- TASK DESCRIPTION
Keep only the rows below that contain the word "police", and copy each of them out. Case counts, so a row with a different capitalization doesn't match.

- SUPPLIED DATA
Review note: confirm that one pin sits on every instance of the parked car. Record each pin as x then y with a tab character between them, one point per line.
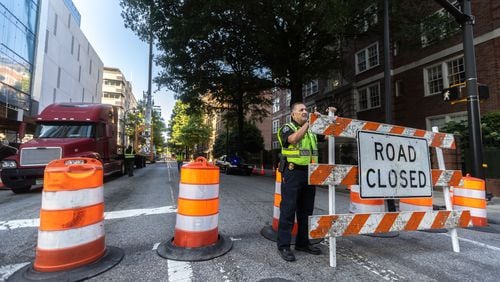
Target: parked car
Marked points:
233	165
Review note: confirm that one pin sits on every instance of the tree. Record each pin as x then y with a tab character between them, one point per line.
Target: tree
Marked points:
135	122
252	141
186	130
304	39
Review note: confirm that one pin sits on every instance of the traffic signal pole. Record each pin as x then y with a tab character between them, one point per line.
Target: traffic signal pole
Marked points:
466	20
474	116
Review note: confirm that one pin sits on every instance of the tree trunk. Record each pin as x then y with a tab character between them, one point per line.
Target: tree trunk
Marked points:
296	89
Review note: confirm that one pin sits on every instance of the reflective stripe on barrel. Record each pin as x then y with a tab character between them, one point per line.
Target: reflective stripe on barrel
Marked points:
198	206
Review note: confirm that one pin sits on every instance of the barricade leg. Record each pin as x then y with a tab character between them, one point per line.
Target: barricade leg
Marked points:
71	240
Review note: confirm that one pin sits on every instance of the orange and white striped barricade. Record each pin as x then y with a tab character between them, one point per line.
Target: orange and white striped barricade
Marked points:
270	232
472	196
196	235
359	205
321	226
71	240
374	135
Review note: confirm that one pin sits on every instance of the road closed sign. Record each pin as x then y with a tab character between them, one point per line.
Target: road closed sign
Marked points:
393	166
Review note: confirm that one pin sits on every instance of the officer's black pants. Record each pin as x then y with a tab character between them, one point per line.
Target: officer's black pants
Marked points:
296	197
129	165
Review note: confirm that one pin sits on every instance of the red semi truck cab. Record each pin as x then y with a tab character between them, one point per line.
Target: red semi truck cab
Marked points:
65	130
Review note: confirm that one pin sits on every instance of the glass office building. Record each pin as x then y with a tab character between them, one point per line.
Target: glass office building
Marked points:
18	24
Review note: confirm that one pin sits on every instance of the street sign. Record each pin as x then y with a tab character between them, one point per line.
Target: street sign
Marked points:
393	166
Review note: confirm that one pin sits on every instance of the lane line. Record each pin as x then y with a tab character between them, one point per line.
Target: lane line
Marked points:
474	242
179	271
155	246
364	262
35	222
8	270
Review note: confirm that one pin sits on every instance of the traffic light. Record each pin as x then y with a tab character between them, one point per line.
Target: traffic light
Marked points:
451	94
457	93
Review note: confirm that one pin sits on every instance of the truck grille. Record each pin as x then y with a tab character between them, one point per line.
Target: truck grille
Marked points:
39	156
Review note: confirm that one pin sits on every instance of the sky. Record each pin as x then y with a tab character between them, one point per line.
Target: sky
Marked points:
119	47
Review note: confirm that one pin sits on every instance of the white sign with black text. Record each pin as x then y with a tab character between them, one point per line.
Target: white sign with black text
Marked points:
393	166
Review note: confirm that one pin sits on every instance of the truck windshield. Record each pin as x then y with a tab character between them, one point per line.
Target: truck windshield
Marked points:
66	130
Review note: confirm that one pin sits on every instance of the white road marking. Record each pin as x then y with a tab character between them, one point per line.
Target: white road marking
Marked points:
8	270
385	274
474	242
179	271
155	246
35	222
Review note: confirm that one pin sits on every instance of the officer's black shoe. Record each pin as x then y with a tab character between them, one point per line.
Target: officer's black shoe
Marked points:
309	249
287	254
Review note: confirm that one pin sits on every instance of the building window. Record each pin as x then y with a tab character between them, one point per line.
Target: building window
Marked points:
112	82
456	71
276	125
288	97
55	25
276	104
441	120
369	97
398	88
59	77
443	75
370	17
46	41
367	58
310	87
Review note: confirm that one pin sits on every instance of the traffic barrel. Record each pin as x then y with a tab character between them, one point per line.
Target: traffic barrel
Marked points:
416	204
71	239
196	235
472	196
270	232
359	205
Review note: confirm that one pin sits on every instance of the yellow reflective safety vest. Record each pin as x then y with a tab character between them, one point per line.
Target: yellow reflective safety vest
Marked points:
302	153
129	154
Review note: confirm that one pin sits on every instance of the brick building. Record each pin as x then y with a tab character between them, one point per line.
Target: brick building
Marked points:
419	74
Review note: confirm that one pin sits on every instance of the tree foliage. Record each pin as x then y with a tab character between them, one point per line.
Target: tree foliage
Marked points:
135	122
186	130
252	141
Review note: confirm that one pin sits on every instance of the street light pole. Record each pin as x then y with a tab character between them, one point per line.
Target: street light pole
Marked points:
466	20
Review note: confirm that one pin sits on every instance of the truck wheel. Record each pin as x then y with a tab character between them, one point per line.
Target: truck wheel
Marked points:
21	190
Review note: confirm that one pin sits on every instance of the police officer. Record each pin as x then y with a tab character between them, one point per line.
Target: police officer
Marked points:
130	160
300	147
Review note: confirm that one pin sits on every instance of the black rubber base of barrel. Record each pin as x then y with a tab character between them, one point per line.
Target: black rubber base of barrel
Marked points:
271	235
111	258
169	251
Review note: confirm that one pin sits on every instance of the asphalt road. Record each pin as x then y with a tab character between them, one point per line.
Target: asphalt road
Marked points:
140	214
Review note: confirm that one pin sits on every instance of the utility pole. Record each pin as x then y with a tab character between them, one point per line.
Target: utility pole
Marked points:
--
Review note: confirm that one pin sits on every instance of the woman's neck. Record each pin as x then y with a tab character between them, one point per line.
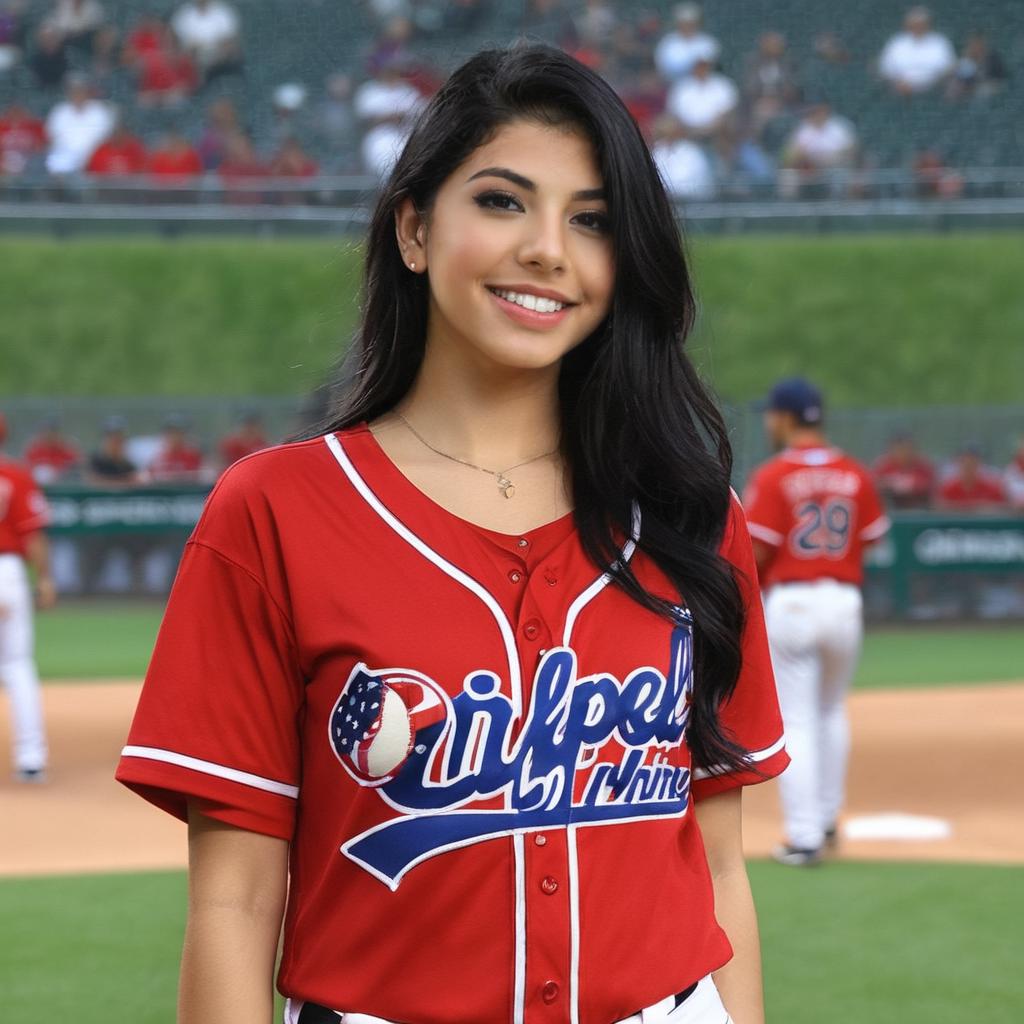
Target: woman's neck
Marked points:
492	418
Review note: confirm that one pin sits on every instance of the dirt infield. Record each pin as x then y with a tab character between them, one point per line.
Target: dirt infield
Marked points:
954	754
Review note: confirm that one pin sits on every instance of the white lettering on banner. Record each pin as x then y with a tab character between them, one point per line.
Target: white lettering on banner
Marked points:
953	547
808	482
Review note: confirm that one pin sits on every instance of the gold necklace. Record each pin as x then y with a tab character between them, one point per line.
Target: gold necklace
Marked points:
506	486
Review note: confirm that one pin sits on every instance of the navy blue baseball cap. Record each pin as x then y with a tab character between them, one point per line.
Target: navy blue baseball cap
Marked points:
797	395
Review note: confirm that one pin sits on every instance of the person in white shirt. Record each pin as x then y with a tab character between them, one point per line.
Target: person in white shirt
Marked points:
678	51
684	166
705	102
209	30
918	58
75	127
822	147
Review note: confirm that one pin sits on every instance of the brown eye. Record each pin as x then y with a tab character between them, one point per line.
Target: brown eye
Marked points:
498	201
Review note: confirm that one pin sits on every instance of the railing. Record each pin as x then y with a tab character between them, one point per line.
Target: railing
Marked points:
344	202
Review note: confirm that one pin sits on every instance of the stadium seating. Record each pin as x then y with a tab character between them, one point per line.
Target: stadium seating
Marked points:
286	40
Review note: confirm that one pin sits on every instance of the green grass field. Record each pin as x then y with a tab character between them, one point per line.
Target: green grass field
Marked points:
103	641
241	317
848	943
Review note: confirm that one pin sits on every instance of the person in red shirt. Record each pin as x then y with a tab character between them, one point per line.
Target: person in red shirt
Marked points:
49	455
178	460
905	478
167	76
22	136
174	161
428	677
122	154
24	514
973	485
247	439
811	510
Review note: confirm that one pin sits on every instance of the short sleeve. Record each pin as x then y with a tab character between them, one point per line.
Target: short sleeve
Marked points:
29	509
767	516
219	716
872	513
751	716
--
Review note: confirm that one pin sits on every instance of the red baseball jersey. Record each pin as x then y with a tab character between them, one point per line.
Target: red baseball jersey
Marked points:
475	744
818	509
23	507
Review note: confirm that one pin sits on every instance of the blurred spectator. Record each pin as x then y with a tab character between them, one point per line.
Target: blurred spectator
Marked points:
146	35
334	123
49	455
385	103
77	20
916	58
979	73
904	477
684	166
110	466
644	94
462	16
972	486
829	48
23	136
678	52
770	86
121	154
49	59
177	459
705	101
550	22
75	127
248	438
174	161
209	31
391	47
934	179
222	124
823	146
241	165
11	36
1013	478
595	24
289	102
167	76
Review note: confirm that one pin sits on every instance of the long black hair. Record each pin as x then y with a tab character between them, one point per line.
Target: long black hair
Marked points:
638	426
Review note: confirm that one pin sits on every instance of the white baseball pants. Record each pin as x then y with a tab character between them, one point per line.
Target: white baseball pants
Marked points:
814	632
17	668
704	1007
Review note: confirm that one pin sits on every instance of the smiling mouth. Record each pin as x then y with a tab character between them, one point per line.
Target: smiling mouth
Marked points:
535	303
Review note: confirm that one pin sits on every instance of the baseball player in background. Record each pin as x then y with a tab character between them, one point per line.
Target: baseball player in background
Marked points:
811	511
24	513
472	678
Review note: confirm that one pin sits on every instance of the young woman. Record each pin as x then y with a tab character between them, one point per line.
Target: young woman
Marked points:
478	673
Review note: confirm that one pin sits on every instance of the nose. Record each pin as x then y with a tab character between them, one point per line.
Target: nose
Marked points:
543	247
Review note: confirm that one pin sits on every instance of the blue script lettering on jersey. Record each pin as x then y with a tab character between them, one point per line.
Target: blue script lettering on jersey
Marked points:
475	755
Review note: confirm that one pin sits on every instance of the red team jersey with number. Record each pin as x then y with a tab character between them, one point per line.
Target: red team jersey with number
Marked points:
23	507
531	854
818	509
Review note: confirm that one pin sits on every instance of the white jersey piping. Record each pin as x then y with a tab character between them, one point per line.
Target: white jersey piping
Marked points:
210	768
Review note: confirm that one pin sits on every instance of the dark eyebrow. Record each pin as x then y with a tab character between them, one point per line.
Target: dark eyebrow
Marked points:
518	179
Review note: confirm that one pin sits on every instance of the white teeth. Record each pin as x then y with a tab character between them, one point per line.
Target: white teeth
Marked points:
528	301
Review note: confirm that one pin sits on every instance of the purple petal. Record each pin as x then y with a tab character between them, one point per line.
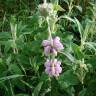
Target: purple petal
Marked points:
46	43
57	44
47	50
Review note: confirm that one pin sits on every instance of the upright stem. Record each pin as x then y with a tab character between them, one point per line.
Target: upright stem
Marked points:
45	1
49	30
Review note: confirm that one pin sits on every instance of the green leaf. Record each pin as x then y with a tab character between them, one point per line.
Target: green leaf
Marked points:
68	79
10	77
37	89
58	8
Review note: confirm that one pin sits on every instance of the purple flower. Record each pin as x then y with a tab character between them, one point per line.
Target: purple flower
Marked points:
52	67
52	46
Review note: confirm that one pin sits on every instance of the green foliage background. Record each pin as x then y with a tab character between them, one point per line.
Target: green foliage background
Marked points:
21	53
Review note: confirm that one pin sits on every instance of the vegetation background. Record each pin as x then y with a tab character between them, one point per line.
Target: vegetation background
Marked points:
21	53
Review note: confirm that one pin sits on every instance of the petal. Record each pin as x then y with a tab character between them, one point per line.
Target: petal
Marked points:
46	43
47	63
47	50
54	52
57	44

- COMPLETED EXERCISE
Review note: confirm that one pin sits on every instance of the police officer. Record each pin as x then y with a tab character between them, one point per line.
Target: police officer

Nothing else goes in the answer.